Exercise →
Locate every line in the rows below that contains the word "damaged" and copy each such line in full.

Records →
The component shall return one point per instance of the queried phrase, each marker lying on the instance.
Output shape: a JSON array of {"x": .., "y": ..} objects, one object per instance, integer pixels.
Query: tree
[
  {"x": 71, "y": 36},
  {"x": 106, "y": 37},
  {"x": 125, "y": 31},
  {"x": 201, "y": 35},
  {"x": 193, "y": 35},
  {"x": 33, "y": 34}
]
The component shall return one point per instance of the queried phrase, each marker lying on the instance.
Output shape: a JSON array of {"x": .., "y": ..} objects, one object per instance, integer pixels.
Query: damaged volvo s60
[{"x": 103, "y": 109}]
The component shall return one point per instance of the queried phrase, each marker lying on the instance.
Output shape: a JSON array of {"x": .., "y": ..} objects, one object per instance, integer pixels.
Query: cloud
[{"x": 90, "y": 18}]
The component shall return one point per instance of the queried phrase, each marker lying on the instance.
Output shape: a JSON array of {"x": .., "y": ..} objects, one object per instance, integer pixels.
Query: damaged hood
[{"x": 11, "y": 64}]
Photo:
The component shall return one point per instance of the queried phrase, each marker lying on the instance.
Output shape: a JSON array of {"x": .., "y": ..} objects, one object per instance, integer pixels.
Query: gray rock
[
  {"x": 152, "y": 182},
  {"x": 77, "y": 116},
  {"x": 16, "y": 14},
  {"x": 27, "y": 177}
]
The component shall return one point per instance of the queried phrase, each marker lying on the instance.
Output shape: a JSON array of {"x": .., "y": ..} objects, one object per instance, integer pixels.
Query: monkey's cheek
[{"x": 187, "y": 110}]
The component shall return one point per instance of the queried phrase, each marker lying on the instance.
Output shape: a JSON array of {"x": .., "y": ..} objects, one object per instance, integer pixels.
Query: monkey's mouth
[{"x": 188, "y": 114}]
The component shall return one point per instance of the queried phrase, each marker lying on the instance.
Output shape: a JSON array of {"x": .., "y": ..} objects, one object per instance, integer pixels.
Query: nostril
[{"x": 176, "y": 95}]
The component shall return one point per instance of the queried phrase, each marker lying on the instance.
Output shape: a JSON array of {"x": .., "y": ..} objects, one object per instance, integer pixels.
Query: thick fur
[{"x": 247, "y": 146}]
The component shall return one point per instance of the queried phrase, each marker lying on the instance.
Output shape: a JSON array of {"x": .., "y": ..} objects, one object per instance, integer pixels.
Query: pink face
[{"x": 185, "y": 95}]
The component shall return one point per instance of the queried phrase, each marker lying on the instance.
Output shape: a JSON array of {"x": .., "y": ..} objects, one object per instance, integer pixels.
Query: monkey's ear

Result of the task →
Query: damaged volvo s60
Query: damaged hood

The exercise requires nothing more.